▶ INSTRUCTION:
Reproduce the lines exactly, beginning with the line that contains "mouthpiece in this photo on that basis." and continuing through the final line.

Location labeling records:
○ ○ ○ ○ ○ ○ ○

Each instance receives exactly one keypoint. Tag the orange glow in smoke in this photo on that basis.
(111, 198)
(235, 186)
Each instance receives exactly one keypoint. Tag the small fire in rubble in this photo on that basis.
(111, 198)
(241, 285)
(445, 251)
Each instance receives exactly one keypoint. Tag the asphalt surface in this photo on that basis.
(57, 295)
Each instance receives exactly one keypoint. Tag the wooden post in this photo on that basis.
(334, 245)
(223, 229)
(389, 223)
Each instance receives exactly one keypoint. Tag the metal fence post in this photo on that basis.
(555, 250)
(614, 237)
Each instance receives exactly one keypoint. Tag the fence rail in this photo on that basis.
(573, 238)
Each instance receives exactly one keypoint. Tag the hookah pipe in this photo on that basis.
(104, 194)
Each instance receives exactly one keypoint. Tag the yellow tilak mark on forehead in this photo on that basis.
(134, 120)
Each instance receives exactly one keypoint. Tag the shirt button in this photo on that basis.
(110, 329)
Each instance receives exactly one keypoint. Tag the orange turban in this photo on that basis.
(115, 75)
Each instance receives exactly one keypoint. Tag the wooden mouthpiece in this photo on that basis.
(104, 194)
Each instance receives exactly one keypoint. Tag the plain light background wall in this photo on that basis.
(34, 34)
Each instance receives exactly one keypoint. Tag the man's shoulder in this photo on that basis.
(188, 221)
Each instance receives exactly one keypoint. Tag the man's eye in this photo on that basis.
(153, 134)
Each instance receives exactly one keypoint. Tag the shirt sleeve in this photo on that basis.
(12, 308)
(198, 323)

○ ○ ○ ○ ○ ○ ○

▶ TASK SOLUTION:
Each instance receives exactly one keypoint. Tag the wooden mouthpiece in this photo on that basis.
(104, 194)
Each instance receives exactly one keypoint. Tag the plain light background wall in this photo on that basis.
(34, 34)
Each instance receives exactly one keypoint. Tag the man's shoulder in this photo on that basis.
(188, 221)
Each instance receives exactly one keypoint. Tag the man's eye in this photo on that basis.
(153, 134)
Each instance receives exactly one keypoint. Tag the shirt sleeve in this photo on that basis.
(12, 308)
(198, 323)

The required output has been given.